→ **Exercise directions**: Write out the data exactly, please, and omit the pictures.

→ **Information**:

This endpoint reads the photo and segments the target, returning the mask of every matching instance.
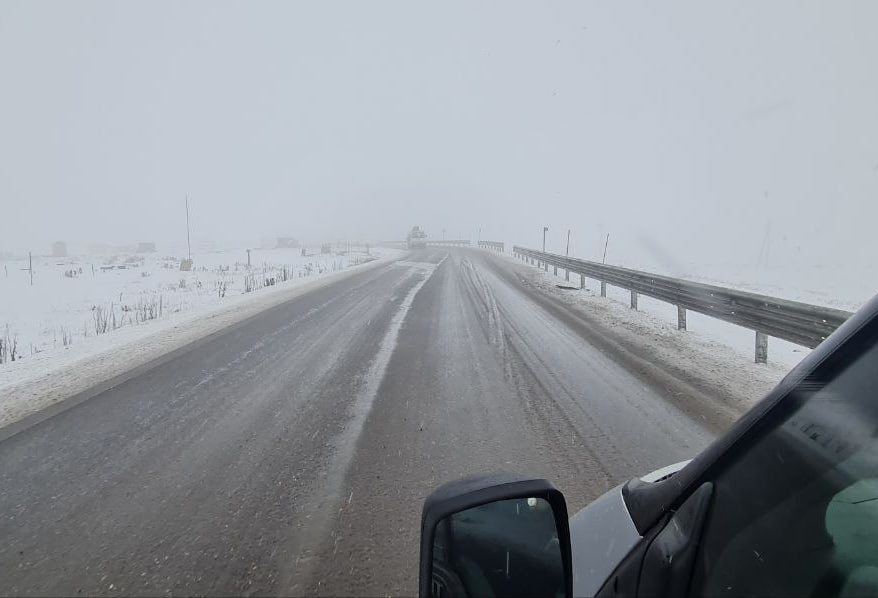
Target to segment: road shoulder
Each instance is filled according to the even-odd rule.
[[[669,401],[721,433],[786,375],[778,364],[756,364],[732,348],[680,331],[588,291],[559,289],[557,279],[508,256],[487,255],[495,271]]]
[[[206,310],[173,314],[148,324],[152,328],[148,335],[137,328],[116,330],[93,339],[84,354],[56,351],[28,358],[16,371],[0,376],[0,439],[164,363],[178,352],[192,350],[212,335],[266,310],[404,255],[389,251],[372,262],[327,272],[301,284],[271,287],[230,297]]]

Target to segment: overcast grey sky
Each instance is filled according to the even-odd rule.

→ **Task result**:
This endpoint reads the photo and segments the target, returning the mask of every matching instance.
Target to segment: road shoulder
Each instance is filled according to the even-odd rule.
[[[669,401],[721,433],[786,375],[778,364],[756,364],[732,348],[680,331],[588,291],[559,289],[557,279],[508,256],[487,255],[495,271]]]
[[[206,310],[173,314],[148,324],[152,328],[148,335],[137,328],[116,330],[93,339],[84,354],[56,351],[28,358],[16,371],[0,376],[0,439],[164,363],[178,352],[192,350],[212,335],[266,310],[404,255],[389,251],[372,262],[327,272],[301,284],[271,287],[230,297]]]

Target to segment: overcast grey sky
Each instance is filled according to the even-odd rule.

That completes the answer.